Available records:
--- Start ---

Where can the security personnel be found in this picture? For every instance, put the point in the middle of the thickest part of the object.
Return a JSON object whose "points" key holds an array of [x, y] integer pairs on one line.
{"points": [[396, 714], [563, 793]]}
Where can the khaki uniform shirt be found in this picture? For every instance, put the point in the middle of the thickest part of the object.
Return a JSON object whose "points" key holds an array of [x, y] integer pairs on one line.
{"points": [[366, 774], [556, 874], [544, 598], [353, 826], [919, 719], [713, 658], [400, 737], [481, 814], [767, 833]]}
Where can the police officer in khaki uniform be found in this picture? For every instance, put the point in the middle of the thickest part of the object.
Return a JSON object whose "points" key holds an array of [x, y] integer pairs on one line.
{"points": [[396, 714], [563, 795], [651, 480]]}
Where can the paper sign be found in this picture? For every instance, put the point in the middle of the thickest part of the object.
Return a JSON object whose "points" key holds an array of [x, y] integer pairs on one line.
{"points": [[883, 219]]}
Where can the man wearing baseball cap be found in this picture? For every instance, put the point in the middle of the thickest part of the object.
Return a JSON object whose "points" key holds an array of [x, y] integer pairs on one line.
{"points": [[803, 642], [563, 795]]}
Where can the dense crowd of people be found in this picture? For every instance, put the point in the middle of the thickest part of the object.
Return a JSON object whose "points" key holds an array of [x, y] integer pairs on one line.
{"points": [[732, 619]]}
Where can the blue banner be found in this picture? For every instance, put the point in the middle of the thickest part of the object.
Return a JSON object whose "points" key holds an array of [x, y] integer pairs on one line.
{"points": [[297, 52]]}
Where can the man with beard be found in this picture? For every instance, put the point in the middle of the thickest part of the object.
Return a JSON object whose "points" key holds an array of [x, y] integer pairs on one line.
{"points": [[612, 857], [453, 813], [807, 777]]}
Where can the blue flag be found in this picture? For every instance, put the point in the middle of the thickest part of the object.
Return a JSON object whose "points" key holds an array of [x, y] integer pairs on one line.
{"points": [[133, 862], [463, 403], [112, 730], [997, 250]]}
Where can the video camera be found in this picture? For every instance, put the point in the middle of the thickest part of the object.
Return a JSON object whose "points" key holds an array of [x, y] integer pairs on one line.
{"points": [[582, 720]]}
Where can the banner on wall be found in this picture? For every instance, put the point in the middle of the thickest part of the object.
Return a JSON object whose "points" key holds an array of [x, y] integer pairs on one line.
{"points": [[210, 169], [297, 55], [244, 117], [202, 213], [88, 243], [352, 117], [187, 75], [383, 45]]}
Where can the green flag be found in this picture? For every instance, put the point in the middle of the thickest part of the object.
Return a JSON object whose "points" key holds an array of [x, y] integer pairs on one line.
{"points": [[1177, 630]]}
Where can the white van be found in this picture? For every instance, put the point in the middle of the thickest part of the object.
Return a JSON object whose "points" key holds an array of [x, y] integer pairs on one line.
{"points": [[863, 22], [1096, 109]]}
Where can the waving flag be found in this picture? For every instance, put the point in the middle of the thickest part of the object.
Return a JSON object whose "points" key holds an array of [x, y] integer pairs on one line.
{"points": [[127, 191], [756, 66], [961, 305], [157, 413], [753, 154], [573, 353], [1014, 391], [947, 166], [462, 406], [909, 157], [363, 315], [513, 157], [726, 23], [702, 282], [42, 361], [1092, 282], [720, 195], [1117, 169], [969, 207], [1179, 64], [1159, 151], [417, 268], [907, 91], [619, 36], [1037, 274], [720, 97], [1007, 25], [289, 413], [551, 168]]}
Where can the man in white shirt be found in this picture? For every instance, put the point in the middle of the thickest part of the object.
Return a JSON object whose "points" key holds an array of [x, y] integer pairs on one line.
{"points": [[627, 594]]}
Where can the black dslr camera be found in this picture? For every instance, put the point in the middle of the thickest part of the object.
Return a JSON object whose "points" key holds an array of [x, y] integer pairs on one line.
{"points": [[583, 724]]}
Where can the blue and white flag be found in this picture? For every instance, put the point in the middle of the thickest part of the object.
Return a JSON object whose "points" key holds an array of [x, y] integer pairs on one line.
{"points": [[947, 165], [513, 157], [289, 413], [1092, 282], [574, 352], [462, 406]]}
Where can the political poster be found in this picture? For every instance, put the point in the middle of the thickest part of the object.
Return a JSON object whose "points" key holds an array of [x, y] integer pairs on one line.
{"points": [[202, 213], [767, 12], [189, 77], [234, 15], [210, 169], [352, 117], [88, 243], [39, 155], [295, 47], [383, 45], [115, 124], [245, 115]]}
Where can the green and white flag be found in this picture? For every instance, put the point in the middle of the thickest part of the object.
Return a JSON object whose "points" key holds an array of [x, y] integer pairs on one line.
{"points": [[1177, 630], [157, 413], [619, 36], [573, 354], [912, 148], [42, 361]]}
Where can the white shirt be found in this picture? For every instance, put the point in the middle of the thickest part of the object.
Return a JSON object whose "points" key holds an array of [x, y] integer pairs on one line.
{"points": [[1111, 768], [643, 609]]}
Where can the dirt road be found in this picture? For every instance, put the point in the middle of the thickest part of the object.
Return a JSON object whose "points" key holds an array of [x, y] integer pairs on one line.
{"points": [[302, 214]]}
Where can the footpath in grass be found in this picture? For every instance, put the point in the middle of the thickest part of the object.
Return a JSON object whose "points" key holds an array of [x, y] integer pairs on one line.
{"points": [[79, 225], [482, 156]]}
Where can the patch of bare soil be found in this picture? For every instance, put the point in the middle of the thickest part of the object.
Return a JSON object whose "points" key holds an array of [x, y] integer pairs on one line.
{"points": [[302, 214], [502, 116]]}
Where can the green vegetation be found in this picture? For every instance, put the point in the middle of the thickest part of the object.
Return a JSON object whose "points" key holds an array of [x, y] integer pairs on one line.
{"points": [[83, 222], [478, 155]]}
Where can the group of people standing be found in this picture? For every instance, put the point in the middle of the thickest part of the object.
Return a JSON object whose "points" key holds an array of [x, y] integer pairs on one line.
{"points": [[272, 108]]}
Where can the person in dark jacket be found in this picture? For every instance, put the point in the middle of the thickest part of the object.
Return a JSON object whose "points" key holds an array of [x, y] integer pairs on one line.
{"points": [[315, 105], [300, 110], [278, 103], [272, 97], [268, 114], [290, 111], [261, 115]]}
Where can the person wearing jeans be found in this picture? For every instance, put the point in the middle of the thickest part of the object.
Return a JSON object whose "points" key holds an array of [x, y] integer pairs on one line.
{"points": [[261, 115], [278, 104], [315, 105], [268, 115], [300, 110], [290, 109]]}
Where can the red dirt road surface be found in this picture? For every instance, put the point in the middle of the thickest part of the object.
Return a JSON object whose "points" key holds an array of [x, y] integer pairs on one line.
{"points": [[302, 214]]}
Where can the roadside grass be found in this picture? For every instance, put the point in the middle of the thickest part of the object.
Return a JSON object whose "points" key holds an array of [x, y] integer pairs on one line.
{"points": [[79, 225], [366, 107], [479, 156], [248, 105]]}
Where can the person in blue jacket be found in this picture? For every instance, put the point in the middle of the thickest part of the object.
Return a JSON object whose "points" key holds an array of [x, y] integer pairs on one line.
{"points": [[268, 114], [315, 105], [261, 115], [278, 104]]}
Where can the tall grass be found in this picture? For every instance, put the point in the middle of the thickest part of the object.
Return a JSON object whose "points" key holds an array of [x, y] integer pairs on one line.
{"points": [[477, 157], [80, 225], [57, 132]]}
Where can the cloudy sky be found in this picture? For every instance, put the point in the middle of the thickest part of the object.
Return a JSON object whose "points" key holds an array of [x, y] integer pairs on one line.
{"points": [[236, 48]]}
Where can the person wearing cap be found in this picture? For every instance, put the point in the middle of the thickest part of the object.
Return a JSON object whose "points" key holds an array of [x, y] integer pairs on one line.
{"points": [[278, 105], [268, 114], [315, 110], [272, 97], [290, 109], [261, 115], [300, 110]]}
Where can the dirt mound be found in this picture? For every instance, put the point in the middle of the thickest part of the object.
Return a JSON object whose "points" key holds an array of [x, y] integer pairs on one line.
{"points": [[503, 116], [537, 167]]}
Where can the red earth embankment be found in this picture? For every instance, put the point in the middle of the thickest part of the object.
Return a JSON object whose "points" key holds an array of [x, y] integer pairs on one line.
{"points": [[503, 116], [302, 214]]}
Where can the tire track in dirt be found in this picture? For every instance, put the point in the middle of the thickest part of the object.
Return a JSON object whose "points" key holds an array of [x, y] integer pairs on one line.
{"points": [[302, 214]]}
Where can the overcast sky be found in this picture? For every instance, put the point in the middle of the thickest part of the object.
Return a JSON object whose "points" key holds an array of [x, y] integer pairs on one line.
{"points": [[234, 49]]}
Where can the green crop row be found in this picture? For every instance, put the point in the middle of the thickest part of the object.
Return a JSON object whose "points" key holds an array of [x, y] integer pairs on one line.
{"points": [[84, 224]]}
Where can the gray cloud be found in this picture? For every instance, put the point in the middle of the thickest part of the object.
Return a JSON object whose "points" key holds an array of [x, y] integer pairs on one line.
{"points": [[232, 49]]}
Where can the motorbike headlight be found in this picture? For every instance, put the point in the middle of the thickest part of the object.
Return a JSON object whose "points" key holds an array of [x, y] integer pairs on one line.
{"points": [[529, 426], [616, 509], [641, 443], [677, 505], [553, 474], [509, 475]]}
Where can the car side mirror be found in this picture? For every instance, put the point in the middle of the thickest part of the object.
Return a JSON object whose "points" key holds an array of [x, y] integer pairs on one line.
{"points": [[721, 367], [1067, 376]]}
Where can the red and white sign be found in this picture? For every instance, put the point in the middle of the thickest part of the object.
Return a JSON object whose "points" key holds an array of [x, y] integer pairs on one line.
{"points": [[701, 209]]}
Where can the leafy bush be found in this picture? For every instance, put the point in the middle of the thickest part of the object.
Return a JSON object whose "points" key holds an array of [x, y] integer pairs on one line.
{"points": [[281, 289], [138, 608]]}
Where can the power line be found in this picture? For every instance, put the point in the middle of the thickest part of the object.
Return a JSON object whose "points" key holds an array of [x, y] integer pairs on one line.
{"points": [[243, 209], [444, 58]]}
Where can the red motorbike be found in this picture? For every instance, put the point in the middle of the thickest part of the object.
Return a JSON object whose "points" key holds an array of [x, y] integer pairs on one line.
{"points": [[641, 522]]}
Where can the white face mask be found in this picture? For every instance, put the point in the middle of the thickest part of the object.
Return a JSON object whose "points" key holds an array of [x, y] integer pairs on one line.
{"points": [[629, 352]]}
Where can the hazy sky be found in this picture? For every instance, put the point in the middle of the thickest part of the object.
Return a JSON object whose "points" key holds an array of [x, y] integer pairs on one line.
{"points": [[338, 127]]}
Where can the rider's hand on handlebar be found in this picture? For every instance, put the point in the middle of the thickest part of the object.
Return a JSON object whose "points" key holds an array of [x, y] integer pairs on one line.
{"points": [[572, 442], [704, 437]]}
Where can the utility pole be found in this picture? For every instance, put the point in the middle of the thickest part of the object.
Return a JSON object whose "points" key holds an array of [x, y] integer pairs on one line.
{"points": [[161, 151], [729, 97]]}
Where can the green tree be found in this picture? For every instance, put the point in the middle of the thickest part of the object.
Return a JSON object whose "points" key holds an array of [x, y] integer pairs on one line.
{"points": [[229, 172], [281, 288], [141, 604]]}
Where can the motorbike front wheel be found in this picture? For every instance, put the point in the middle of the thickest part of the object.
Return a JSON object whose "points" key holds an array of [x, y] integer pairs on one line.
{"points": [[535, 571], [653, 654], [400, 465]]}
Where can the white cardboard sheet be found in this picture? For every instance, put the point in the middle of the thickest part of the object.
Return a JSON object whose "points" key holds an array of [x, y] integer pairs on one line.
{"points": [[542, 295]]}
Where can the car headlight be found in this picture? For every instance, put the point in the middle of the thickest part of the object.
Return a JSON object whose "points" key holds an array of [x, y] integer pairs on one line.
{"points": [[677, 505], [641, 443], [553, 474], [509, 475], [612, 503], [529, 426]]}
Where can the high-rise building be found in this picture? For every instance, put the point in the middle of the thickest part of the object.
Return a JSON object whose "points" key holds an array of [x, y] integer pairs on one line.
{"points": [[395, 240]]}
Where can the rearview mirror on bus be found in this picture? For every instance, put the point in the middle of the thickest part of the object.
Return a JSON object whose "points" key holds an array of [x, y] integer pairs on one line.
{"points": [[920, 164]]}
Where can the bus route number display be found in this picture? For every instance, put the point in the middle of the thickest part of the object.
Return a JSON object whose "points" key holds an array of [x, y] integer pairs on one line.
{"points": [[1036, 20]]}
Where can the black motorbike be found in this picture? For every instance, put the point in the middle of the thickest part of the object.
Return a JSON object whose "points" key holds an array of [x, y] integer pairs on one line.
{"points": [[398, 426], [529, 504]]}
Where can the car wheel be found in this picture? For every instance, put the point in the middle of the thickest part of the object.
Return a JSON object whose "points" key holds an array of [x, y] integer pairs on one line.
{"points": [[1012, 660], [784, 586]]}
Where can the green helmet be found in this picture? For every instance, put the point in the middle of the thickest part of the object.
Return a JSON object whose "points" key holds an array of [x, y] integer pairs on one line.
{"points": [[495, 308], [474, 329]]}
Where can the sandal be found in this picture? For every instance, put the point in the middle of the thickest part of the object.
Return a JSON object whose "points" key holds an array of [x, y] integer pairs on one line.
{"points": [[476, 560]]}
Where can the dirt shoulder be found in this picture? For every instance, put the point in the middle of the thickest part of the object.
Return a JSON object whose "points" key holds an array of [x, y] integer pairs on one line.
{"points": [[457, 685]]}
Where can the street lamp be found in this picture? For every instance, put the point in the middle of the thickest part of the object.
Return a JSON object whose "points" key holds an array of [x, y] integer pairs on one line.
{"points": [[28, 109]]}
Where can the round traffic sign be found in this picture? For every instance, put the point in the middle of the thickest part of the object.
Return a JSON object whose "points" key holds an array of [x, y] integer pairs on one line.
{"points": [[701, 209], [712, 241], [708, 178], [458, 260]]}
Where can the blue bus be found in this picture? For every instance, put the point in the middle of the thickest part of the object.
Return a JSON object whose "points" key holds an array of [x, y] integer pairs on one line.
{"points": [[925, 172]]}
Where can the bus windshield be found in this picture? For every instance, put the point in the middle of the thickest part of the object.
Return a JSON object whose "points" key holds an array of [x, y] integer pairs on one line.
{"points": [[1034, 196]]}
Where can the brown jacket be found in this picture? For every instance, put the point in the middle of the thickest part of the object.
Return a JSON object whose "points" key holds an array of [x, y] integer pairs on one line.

--- End ---

Exercise description: Extract the lines above from the one containing "Where can the blue bus" to the last line, both included, exactly as written.

Answer to the exercise:
Where can the blue bus be found in this picture? For every instance, put the point in the middle of the thickest part of the object.
Return a JSON object whose "points" key holds an array of [x, y] integer pairs on one line.
{"points": [[925, 172]]}
Where can the bus windshield be found in this picture? For every instance, put the point in the middle of the thickest part of the object.
Return a JSON object whose "points" key holds an array of [x, y] integer pairs on one line.
{"points": [[1034, 196]]}
Where can the brown jacket be found in this picture? For every instance, put the point in the middle of the thickest part of the object.
Return a JSON object whose "points" key holds an array of [x, y] integer pairs on one line.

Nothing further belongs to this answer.